→ **YOUR INSTRUCTIONS**
Rewrite the records below, substituting "written description" for every occurrence of "free-text prompt" and leaving everything else untouched.

→ **DATA PROVIDED**

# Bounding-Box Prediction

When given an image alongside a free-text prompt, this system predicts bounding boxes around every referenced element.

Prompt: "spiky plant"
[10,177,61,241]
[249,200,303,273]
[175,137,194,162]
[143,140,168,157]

→ **EXERCISE RESPONSE**
# Bounding-Box Prediction

When given an image alongside a written description, this system predicts bounding boxes around every referenced element.

Prompt: "spiky plant"
[10,177,61,241]
[249,200,303,273]
[175,137,194,162]
[143,140,168,157]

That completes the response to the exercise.